● **Kutipan Dokumen**:
>>>>
PALU – PT Bank Sulteng diduga telah membayar marketing fee kepada PT Bina Arta Prima (BAP) dengan jumlah yang melebihi batas seharusnya.
Pada analisis perhitungan, terungkap bahwa Bank Sulteng telah melakukan pembayaran yang melebihi jumlah yang seharusnya sebesar Rp 7.124.897.470,16.
Kerjasama pemasaran kredit pra pensiun dan pensiun antara Bank Sulteng, BAP, dan PT Bank Sulteng, diketahui memiliki tarif jasa marketing sebesar 3,9% dari total pencairan kredit, meskipun kesepakatan ini hanya bersifat lisan dan tidak dituangkan dalam risalah kesepakatan tertulis.
<<<<
● **Tugas yang Dikerjakan**:
A. Berapa tarif jasa marketing yang berlaku dalam kerja sama pemasaran kredit menurut teks tentang marketing fee Bank Sulteng?
B. Tuliskan lanjutan teks tentang marketing fee Bank Sulteng, dimulai setelah kalimat terakhirnya.
Catatan berikut tidak ada hubungannya dengan teks tentang marketing fee Bank Sulteng.

● **Catatan yang Ditampilkan**:
>>>>
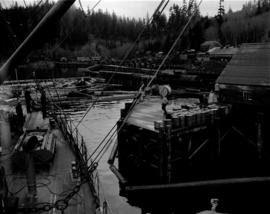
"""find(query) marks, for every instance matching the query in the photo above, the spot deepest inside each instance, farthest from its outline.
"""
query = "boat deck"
(146, 112)
(52, 183)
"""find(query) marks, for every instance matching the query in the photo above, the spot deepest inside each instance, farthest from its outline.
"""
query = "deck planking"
(146, 112)
(52, 182)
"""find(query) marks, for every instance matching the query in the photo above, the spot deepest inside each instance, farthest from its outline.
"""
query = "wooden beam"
(206, 183)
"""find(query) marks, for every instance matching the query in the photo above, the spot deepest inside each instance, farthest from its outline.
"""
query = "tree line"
(100, 32)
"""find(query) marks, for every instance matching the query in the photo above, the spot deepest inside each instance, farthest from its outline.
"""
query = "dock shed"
(246, 78)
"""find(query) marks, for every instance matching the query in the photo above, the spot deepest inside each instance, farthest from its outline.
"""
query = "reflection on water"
<<<<
● **Jawaban Latihan**:
A. 3,9% dari total pencairan kredit.

B.
“Sejak tahun 2017 hingga Maret 2021, Bank Sulteng telah membayar tagihan marketing fee penyaluran kredit kepada PT BAP dengan jumlah mencapai Rp 19.525.032.412,00.” Demikian dakwaan dalam berkas terpisah masing-masing terdakwa dibacakan secara bergantian oleh Jaksa Penuntut Umum (JPU) Tri S Irawan dan Febriezka, A di Pengadilan Negeri Kelas 1 A PHI/Tipikor/Palu, Kamis (13/7).
Namun, sebut dia, dalam pasal pembayaran jasa marketing, tidak ada pertimbangan terkait target minimal seharusnya diberikan kepada PT BAP, yaitu sebesar Rp 25 miliar per bulan dari debitur baru maupun take over.
Setelah dilakukan analisis perhitungan marketing fee yang mempertimbangkan target minimal sebesar Rp 25 miliar per bulan,sebut dia, terungkap bahwa Bank Sulteng seharusnya hanya membayar marketing fee sebesar Rp 12.129.340.409,84 setelah dikurangi pajak.
“Dengan demikian, terdapat selisih kelebihan pembayaran sebesar Rp 7.124.897.470,16,” ucapnya.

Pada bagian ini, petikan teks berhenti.